[GIVEN PASSAGE]
In a sign of just how bad things have become for the airline industry since coronavirus hit, British Airways today stopped flying from Gatwick Airport.
The decision - which comes just one day after EasyJet grounded its carriers for two months - was taken as air travel has all but dried up at the UK's second largest airport with only a dozen commercial flights due to take off from Gatwick each day this week.
IAG owned British Airways hopes that by suspending operations at Gatwick it can cut costs as the company battles the industry’s worst crisis in decades.
The airline is still running flights to and from Heathrow and will keep equipment for essential functions at Gatwick, such as maintenance, towing and cleaning, to enable it to restart operations quickly.
It comes as yesterday IAG said it had extended a £1.09 billion credit buffer by a year to June 2021. This means it has access to £8 billion in cash which it can use to get through the crisis.
Shares rose - up 16.2p at 218p - as investors believe these recent measures show the airline is unlikely to require a government bailout.
IAG helped push the FTSE 100 up 8.84 points at 5572.57. The index was also buoyed by fresh stats out of China which showed official manufacturing PMI data rose to 52, ahead of the 45 forecast and well up from the coronavirus-impacted 35.7 in February, which was a record low.
Cigarette makers Imperial Brands and British American Tobacco were higher after they said there had been no impact on their businesses from coronavirus.
Like the booze industry, being stuck indoors is only likely to make people smoke more rather than less.
Imperial Brands also secured a new £3.13 billion credit line, while British American Tobacco said it had arranged a fresh £1.9 billion facility.
Shares in Imperial rose 123p at 1454p and British American Tobacco added 41p at 2680p.
There was a rise too in Burford Capital shares – up 7.4p at 404p – after analysts at Jefferies said the litigation financier might be about to embark on a share buyback programme.
Julian Roberts, analyst at the broker, said: “Burford has commented that it sees investment in new litigation assets as the best use of capital. But with the share price at the lows of August, or 2016, we think a buyback must be realistic.”
Burford shares fell heavily in August last year after the company came under attack from short seller Carson Block and his firm Muddy Waters who questioned the litigation financier’s accounting practises.

[RECORD EXCERPTS]
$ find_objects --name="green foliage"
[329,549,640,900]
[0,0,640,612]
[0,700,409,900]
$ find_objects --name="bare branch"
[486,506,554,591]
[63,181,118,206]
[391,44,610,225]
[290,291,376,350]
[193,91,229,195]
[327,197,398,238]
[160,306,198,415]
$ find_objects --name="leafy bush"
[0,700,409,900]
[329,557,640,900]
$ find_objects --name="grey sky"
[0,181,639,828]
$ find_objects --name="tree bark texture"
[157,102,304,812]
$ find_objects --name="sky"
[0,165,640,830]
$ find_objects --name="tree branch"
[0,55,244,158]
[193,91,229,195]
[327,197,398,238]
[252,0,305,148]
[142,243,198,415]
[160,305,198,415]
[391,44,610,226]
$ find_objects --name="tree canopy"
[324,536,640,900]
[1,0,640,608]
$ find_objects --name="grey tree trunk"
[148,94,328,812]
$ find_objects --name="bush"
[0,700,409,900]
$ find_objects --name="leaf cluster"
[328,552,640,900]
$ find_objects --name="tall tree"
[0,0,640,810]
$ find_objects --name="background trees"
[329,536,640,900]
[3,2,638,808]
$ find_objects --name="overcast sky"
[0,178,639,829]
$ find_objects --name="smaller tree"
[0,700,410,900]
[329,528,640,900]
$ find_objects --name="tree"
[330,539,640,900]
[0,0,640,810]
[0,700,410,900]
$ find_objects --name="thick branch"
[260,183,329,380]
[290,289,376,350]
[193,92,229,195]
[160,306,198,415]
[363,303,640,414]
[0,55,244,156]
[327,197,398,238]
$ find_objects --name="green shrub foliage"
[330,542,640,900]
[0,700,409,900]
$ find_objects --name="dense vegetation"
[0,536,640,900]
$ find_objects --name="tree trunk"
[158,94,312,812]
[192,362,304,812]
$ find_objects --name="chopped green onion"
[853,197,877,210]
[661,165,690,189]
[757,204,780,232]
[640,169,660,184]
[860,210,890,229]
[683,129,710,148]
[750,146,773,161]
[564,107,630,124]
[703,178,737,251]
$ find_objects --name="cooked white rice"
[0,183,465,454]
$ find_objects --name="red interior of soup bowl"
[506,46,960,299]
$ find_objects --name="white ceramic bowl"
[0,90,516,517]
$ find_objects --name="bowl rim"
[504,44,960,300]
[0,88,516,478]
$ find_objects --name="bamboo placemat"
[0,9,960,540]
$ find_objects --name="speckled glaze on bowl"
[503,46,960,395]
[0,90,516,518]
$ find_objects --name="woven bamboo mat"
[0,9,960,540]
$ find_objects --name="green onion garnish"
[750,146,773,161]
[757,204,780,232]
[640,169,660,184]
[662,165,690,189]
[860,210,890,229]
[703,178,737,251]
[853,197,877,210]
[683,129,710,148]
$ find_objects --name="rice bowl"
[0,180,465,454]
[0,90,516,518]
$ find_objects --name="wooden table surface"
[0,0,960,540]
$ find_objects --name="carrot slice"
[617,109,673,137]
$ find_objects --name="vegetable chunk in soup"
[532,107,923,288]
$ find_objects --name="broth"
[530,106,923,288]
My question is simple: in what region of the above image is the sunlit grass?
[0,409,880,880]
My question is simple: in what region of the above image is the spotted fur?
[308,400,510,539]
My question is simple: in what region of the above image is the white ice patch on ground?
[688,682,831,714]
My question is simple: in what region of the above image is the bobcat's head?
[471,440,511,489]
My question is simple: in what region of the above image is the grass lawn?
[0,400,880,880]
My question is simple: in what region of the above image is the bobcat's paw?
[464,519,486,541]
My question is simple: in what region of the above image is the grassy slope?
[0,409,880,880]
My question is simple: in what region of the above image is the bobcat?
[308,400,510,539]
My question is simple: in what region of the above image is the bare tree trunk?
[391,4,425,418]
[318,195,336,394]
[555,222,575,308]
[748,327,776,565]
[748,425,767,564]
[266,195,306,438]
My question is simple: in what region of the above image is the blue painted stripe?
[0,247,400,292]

[PROBLEM DESCRIPTION]
Write out the market report from "Cigarette makers Imperial" to "fresh £1.9 billion facility.", renaming "British American Tobacco" as "BAT" throughout. Work from the market report alone.

[RESULT FOR THIS EXERCISE]
Cigarette makers Imperial Brands and BAT were higher after they said there had been no impact on their businesses from coronavirus.
Like the booze industry, being stuck indoors is only likely to make people smoke more rather than less.
Imperial Brands also secured a new £3.13 billion credit line, while BAT said it had arranged a fresh £1.9 billion facility.